- _Parts of the exercise_
(a) Reproduce the article on the Woodies building zoning word for word, from "Williams opted for" to "of the salaryman.".
(b) Using the article on the Woodies building zoning, answer yes or no for each statement and quote the deciding words: (i) The zoning commission approved the mayor's appeal. (ii) Jemal bought the Woodies property from the Washington Opera. (iii) Jemal wants the building zoned as half office and half other uses.

- _Text shown_
Last month, Mayor Anthony A. Williams traveled to Las Vegas for a convention of the nation’s premier retailers. Among the messages he received in his chats with the assembled Wal-Marts and Old Navys was that name-brand department stores and the like won’t throw anchor in downtown D.C. until the city’s core attracts more residents.
Armed with industry’s suggestion, you’d think the mayor would have come straight back from Las Vegas to install signs on every downtown corner proclaiming, “If You Lived Here, You’d Be Home Now.”
Williams opted for a different tactic. On June 3, the mayor wrote a letter to D.C. Zoning Commission Chair Jerrily Kress pleading for expedited action on a proposal to downgrade housing requirements at the Woodward & Lothrop building at 11th and F Streets NW. The commission last week rejected the appeal on a 5-0 vote. Despite its failure, Williams’ proposal attests to a law of nature in District politics: Once you’re ensconced in the mayor’s suite, you develop an incurable fondness for developers and the notion of downtown as the antiseptic domain of the salaryman.
That’s the picture that history paints, anyhow. Despite city plans that call for a “living downtown” with thousands of new housing units, the past two decades have featured an endless march of office-building construction, draining the center city of nightlife, taxpayers, and the intangible energy that comes from full-time residents invested in the downtown neighborhood.
The Williams administration, of course, claims that downtown planning has entered a new era—no matter how familiar the mayor’s letter to Kress sounds. “Yes, the mayor is committed to a diverse living downtown,” says Lindsley Williams, the mayor’s senior adviser on land-use planning and zoning. “That means arts, retail, residential, and even offices.”
Put the accent on offices. In appealing to the zoning commission, Williams is greasing the rails for developer Doug Jemal, who earlier this year bought the Woodies property from the Washington Opera. Jemal plunked down nearly $30 million for the property, knowing full well that existing zoning rules mandated a mix of residential, entertainment/arts, and retail uses for the building.
Now, Jemal wants the zoning revised to some more profitable—and less living-downtown-friendly—proportions: half office and half other uses.
“When you take on a project, you don’t know what your tenancy is going to be. That’s business,” says Jemal. “If everyone knew what would happen, it wouldn’t be business.” Here’s what Jemal’s current “business” conditions have in store for Woodies: retail establishments in the basement and first two floors, topped by several floors of office and residential space. Jemal even muses about building some additional floors for “courtyard” apartments.

- _Stored data_
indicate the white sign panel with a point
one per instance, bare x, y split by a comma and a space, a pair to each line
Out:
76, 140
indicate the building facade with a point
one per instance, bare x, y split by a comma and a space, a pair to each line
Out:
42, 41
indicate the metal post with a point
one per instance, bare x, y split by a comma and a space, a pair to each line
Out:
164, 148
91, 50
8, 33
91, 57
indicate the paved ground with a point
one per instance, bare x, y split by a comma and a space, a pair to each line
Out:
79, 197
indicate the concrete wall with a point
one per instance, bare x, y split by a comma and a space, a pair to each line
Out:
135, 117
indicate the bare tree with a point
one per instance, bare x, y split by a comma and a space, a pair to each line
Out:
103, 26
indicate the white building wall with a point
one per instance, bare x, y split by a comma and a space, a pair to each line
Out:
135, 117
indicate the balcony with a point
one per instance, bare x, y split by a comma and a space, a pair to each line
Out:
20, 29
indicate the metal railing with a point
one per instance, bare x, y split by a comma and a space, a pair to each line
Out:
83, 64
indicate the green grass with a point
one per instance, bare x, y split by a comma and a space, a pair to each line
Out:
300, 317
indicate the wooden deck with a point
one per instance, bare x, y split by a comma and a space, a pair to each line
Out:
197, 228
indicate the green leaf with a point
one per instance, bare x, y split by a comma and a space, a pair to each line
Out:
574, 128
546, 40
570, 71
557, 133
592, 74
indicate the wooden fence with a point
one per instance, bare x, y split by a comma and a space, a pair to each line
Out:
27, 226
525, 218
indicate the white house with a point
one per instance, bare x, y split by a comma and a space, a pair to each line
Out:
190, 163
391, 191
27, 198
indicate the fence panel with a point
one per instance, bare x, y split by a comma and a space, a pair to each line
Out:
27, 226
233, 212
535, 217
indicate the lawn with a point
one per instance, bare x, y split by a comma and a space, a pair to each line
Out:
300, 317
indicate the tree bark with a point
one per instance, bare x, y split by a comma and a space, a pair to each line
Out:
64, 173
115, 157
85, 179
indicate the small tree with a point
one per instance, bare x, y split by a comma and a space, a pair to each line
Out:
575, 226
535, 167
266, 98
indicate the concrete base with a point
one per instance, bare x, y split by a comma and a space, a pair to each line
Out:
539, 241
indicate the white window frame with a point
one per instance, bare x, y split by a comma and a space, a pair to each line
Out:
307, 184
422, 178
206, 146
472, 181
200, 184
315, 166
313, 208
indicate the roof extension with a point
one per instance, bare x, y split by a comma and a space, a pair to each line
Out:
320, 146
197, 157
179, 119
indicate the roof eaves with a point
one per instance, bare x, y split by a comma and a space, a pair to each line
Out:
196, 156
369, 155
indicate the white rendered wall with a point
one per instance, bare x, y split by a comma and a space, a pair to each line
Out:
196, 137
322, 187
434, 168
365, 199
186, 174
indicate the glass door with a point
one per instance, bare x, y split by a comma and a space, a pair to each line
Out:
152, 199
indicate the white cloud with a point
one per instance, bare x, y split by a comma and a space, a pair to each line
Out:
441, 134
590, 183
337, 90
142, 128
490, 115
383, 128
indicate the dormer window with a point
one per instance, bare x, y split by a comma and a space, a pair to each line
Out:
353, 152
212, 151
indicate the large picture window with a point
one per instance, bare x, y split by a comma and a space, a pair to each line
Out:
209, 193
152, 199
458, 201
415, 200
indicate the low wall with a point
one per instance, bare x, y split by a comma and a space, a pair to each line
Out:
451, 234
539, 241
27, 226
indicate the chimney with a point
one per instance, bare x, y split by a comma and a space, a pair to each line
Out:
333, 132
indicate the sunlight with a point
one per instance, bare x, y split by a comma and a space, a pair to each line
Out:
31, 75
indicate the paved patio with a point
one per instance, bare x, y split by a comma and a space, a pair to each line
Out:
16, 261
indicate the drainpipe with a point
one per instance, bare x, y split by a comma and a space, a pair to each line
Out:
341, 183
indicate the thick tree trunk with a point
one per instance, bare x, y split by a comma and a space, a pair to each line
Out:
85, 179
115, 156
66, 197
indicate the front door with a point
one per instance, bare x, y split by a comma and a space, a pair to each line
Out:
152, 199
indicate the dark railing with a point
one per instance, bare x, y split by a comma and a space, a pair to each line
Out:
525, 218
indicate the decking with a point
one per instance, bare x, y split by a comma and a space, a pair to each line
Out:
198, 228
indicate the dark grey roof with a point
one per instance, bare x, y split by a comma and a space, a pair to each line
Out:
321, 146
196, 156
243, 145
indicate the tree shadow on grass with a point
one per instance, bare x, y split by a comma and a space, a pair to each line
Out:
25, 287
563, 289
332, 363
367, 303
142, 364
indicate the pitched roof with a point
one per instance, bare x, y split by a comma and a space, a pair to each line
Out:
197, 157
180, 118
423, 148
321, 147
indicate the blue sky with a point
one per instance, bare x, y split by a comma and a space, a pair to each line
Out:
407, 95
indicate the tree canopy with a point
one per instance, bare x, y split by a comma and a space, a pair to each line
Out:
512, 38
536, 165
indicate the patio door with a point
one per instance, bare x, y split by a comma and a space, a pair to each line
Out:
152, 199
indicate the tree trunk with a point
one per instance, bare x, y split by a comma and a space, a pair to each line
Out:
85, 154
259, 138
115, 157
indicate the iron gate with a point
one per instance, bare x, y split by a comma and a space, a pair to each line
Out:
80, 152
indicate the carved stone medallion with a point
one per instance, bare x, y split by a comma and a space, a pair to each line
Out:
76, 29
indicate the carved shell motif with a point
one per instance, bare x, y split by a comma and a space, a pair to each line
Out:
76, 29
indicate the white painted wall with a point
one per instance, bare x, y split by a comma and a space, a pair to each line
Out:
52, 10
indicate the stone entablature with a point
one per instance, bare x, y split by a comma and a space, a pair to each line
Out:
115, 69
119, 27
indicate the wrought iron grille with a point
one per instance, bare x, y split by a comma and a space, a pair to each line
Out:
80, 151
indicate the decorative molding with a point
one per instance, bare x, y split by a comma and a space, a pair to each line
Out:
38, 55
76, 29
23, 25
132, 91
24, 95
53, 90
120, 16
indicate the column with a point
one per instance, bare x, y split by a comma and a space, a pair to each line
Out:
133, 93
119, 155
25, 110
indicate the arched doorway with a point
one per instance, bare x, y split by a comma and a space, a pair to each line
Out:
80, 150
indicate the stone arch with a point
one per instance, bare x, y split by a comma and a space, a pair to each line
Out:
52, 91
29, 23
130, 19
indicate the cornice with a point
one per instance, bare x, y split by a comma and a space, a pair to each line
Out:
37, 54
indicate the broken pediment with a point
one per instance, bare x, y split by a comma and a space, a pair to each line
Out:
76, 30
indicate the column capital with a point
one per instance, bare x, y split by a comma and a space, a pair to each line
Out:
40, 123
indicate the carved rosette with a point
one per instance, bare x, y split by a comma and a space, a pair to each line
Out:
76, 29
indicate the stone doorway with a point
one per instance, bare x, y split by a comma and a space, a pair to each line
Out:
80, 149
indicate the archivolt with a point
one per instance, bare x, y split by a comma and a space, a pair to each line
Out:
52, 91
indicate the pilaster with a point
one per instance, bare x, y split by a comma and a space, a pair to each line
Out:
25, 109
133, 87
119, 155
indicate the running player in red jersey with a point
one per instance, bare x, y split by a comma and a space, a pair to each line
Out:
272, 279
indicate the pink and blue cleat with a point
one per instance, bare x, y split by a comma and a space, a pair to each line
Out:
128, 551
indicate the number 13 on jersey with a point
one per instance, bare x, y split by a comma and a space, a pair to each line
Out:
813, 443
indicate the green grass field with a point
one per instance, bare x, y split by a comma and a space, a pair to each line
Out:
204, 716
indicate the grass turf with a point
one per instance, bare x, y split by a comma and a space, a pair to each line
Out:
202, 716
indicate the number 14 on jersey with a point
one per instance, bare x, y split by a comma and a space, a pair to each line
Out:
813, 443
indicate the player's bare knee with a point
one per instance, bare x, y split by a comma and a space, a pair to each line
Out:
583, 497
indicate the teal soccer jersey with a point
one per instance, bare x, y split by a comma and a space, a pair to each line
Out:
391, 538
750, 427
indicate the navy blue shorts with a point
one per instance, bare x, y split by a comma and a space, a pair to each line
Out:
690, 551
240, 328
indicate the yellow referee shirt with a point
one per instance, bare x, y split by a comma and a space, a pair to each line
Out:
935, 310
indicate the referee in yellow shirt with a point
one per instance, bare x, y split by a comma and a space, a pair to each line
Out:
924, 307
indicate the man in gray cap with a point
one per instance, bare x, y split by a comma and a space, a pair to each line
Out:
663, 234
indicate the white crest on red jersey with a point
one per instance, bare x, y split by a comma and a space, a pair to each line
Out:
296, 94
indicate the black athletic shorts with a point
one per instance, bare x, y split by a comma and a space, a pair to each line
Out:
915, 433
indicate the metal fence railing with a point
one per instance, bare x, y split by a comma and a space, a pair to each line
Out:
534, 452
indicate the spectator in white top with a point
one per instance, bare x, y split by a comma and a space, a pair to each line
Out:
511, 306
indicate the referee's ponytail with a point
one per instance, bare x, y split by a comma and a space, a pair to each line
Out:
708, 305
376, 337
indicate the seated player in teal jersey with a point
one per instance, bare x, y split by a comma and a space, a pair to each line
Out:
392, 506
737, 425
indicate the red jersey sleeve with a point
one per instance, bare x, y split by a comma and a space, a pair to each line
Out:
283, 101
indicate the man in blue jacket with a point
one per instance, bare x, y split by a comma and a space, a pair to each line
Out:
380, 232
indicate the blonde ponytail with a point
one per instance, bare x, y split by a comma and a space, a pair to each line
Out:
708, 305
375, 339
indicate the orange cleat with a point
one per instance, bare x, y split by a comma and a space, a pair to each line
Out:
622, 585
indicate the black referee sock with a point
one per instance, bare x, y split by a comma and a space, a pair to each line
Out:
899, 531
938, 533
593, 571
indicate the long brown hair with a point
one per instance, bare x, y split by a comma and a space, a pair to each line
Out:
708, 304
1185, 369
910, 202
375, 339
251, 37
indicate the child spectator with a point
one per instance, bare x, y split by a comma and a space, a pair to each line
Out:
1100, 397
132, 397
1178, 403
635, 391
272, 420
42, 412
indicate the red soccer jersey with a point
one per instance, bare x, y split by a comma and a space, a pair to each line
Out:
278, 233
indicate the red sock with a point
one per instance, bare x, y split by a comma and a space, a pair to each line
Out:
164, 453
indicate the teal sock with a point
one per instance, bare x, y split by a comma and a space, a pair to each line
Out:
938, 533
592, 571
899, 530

- _Solved problems_
(a)
Williams opted for a different tactic. On June 3, the mayor wrote a letter to D.C. Zoning Commission Chair Jerrily Kress pleading for expedited action on a proposal to downgrade housing requirements at the Woodward & Lothrop building at 11th and F Streets NW. The commission last week rejected the appeal on a 5-0 vote. Despite its failure, Williams’ proposal attests to a law of nature in District politics: Once you’re ensconced in the mayor’s suite, you develop an incurable fondness for developers and the notion of downtown as the antiseptic domain of the salaryman.

(b)
(i) No: "The commission last week rejected the appeal on a 5-0 vote."
(ii) Yes: "bought the Woodies property from the Washington Opera"
(iii) Yes: "half office and half other uses"